| Records provided |
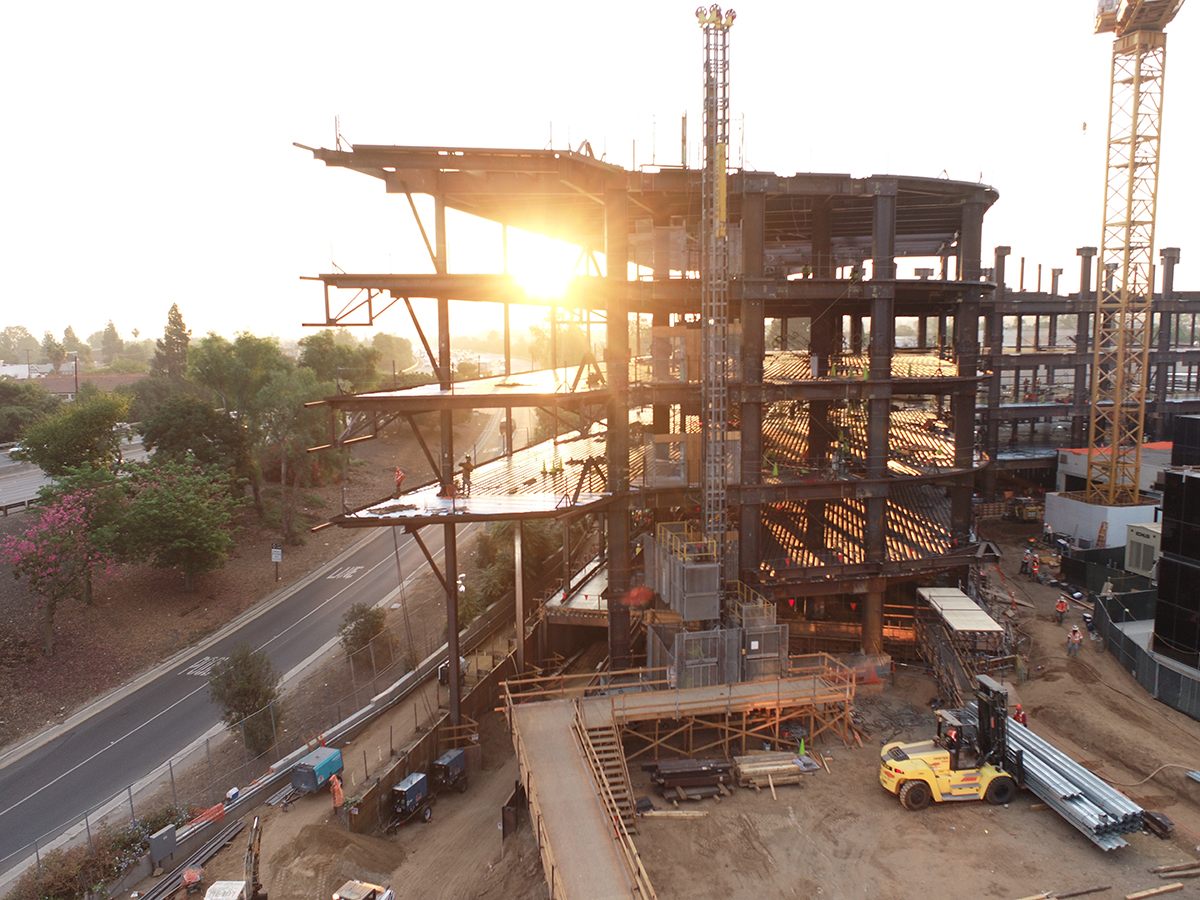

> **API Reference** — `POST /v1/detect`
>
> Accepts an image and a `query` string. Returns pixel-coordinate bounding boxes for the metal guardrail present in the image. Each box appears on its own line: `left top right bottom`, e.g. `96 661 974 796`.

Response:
0 498 37 518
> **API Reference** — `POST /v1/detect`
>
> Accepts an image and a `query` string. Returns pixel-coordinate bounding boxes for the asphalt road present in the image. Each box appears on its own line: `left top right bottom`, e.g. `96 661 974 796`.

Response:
0 439 148 506
0 528 451 871
0 413 500 875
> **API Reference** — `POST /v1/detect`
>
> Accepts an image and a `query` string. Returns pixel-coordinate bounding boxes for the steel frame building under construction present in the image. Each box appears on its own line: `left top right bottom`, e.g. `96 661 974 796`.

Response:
305 139 997 705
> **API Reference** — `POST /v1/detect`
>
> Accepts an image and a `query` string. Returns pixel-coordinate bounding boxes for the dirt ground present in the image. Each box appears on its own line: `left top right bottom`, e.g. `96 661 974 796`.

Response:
144 703 548 900
630 523 1200 900
126 523 1200 900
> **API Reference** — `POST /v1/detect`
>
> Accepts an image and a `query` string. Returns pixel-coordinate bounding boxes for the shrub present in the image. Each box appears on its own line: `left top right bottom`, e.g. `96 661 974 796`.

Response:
8 806 188 900
337 604 388 654
209 643 283 755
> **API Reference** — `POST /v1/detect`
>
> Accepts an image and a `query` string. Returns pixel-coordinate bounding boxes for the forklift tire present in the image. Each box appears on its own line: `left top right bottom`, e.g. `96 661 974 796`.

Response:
984 775 1016 806
900 781 934 810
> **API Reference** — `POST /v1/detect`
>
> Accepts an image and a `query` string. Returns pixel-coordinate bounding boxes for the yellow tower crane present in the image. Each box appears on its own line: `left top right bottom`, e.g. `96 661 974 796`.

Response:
1087 0 1183 506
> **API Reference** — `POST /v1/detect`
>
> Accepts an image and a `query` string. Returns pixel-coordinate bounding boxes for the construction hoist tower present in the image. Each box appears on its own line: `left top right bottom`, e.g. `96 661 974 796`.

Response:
696 4 737 588
1087 0 1183 506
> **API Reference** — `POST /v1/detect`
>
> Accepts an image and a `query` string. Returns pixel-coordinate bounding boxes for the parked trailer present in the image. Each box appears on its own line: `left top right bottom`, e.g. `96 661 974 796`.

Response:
388 772 438 834
292 746 343 793
432 750 467 793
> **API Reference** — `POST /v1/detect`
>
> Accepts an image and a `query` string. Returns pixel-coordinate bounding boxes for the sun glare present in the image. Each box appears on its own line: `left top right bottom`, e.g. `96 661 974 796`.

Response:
509 230 586 300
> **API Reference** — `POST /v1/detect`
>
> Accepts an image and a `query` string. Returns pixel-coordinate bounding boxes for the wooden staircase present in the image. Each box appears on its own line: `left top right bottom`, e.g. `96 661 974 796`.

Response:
575 712 637 834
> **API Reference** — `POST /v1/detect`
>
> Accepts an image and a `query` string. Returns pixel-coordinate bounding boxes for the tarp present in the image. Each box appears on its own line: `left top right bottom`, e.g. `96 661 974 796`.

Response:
917 588 1004 634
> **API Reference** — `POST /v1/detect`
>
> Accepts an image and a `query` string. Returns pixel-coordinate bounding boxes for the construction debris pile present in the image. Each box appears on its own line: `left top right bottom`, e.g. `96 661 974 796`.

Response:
733 751 821 788
642 760 733 802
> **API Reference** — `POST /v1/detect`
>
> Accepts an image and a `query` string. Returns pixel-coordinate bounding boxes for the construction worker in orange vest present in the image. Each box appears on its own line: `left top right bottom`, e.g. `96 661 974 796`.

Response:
1067 625 1084 658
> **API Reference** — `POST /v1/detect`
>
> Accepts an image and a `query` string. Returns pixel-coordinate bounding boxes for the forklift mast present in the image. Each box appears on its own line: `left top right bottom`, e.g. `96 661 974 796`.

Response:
976 676 1025 785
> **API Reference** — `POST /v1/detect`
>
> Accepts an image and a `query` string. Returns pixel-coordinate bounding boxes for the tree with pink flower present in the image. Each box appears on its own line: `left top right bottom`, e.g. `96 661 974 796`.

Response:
0 491 116 656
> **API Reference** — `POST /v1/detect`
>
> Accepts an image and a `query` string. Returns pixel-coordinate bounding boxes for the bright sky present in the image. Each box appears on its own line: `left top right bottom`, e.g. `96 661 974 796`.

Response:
0 0 1200 348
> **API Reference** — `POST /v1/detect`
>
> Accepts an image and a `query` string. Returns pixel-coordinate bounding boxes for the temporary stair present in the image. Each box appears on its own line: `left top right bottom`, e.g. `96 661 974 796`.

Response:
575 713 637 833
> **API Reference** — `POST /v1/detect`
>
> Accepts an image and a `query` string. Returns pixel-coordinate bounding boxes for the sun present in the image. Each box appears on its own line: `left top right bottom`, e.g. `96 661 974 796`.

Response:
508 229 584 300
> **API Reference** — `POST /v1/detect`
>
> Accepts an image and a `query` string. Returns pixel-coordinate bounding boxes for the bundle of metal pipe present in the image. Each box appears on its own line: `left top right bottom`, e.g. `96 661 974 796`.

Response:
962 704 1144 851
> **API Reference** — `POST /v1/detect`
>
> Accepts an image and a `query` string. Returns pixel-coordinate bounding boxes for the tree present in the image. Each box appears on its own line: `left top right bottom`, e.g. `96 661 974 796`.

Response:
0 378 61 444
0 492 115 656
337 604 388 654
142 394 245 472
113 374 204 422
257 368 331 544
300 329 380 392
42 331 67 374
100 319 125 365
209 643 283 754
529 310 589 368
150 304 192 378
122 460 239 592
188 331 293 518
371 331 416 380
22 385 128 478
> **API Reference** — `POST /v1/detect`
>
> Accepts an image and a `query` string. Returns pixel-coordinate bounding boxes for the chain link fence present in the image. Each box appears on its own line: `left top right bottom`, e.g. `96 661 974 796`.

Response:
0 625 443 884
1093 590 1200 719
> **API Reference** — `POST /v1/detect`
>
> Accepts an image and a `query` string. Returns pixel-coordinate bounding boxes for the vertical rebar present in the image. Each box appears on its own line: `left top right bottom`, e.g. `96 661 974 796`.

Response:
367 637 379 694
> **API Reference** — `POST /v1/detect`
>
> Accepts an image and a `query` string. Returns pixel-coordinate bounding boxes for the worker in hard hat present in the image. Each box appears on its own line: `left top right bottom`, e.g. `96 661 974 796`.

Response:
1067 625 1084 656
1054 594 1070 625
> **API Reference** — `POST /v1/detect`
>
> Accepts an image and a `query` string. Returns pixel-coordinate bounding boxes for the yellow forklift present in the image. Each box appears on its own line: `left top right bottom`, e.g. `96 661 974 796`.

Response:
880 676 1025 810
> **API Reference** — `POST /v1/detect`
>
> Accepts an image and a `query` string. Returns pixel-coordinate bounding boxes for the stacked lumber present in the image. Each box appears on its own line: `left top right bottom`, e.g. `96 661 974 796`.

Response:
642 760 733 800
733 751 821 788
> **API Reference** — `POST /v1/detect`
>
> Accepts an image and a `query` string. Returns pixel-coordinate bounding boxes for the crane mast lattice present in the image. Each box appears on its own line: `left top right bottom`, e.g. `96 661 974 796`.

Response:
696 4 737 586
1087 0 1183 506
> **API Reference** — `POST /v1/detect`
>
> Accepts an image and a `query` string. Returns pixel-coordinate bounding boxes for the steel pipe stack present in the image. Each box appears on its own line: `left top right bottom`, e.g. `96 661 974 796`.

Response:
962 704 1144 852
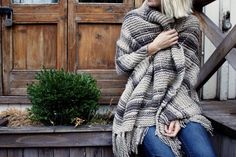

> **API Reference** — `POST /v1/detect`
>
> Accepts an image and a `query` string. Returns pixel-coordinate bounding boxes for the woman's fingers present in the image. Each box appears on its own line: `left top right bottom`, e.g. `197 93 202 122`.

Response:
165 121 181 137
165 29 178 35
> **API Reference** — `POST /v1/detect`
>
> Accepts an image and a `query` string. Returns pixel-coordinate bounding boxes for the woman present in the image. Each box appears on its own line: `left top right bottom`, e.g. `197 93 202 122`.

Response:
112 0 216 157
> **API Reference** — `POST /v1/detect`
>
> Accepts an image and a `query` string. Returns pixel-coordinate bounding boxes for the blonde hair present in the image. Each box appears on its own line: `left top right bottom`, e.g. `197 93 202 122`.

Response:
161 0 192 18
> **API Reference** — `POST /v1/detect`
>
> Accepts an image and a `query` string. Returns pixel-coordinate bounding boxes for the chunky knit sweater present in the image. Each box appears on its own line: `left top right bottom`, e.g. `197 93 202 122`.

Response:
112 2 212 157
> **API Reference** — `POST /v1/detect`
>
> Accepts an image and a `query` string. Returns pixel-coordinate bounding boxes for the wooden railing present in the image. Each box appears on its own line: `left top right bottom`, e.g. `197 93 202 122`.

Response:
194 0 236 90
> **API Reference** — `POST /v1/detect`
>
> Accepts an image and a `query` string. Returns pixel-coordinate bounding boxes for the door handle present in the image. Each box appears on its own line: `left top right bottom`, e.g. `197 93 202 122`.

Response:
0 6 13 27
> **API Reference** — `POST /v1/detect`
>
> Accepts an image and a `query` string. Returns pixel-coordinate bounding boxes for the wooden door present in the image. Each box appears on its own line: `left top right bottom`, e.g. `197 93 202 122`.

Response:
1 0 67 96
68 0 134 104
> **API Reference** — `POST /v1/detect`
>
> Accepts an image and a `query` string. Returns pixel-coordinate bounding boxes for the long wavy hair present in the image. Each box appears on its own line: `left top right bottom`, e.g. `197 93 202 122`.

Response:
161 0 192 18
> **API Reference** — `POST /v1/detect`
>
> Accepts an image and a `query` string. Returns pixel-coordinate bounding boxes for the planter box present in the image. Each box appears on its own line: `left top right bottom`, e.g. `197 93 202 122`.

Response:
0 122 236 157
0 126 113 157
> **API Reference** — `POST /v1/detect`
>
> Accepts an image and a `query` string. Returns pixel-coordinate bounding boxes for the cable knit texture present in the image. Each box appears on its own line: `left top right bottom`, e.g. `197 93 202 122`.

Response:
112 2 212 157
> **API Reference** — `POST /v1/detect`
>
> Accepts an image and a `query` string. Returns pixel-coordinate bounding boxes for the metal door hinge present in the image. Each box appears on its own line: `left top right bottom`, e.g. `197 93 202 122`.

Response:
0 6 13 27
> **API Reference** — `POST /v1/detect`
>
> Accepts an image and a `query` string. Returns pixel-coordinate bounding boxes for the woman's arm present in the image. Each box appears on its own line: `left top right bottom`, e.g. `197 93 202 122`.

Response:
116 28 178 74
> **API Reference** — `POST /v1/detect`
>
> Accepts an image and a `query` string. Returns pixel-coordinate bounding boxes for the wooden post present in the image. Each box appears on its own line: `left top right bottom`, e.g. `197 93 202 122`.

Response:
0 1 2 95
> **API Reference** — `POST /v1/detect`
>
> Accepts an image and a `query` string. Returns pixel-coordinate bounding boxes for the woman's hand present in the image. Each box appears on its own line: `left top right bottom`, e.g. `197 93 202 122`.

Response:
148 29 178 55
165 120 181 137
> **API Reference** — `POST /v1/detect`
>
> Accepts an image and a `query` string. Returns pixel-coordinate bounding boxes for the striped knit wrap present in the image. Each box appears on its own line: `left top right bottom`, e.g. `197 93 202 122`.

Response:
112 3 212 157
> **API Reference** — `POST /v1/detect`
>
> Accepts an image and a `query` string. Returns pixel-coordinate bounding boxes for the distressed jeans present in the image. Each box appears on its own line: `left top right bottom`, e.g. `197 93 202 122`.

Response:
142 122 216 157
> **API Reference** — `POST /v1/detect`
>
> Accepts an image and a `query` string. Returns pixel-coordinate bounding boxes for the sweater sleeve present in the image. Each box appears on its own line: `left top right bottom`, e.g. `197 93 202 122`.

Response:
115 15 148 75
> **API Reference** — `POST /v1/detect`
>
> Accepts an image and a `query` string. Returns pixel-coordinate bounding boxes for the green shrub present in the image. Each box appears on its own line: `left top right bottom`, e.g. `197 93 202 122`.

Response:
27 68 101 125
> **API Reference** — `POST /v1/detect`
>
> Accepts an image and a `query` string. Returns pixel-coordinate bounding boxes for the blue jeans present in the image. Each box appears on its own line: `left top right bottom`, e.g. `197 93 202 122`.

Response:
142 122 216 157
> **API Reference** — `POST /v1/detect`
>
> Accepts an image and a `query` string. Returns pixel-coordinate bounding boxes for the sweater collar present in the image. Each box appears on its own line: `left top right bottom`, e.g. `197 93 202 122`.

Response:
141 0 175 30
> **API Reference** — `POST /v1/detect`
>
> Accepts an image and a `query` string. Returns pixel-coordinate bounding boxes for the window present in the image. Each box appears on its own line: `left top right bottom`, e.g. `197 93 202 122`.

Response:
12 0 58 4
78 0 123 3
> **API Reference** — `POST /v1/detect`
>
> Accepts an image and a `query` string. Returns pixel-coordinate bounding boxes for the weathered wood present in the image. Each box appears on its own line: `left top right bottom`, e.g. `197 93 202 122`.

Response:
0 1 3 95
1 0 68 96
68 0 134 104
0 96 30 105
7 148 23 157
38 148 54 157
86 147 102 157
70 148 86 157
53 148 70 157
102 146 114 157
196 26 236 90
23 148 39 157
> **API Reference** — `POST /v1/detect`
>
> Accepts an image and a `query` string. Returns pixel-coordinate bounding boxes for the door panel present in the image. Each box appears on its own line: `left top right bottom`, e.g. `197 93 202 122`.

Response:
2 0 67 95
68 0 134 104
77 24 120 69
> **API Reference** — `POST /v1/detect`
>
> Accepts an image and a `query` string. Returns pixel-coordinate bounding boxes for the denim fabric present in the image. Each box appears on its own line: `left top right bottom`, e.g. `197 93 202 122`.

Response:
142 122 216 157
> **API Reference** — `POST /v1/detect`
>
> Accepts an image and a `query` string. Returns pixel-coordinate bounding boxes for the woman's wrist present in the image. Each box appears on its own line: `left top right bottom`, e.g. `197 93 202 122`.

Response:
147 42 161 56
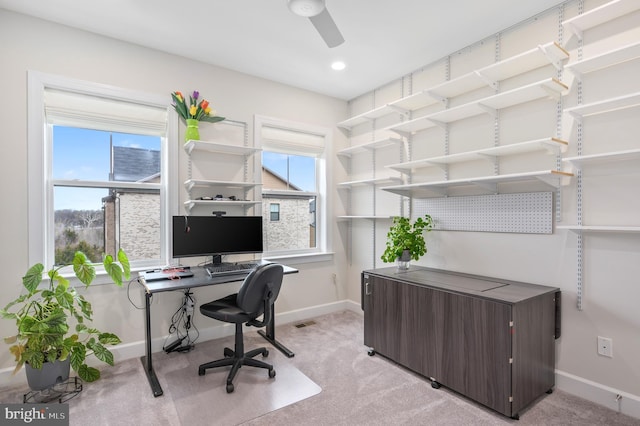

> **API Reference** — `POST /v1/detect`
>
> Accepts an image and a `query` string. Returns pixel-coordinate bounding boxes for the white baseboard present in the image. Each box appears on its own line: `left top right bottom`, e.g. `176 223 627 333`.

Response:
556 370 640 419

| What is asked |
Please copy the items word for word, from the first one at the top down to and including the line that contains "209 643 283 755". Leave the pictures out of your copy.

| Exercise solution |
> **API Reference** — `POST /v1/detect`
>
> Accepts an image and a `query` string. Returns pixel-coordinate bounding boxes for the metal guardrail present in the image. Each box appears on its own line: `left top right bottom`, e.g. `96 661 974 796`.

Response:
0 498 37 518
> **API Reference** — `POST /v1/detect`
>
> Accepts an image and a `query` string. Returns pixel-coordinate bounding boxes for the asphalt road present in the image. Each box appears on its own line: `left top right bottom`, e.g. `96 661 974 796`.

Response:
0 439 148 506
0 528 451 871
0 413 500 875
> **API Reference** — `POST /v1/detect`
>
> Accepts an image and a `query` string. Returns pixel-coordinate bounding boxes for the steel frame building under construction present in the image. Each box appears on its own line: `left top right bottom`, e.g. `96 661 974 796`.

Response:
305 139 997 705
> **API Reference** — `POST /v1/detect`
>
> Accepts an image and a `query` string. Returns pixel-coordinate bounding boxes for the dirt ground present in the image. Each box appears on its own line: `left top right bottom`, e.g. `96 661 974 796`.

Response:
144 703 548 900
630 523 1200 900
126 523 1200 900
> **API Reference** — `POST /v1/detect`
>
> Accepts an image and a `query` string. Returns pixel-coordinate bounding boxes for the shrub present in the image. Each box appears on its own line: `left top right bottom`, e.g. `96 661 974 796`.

Response:
8 806 188 900
337 604 388 654
209 643 283 755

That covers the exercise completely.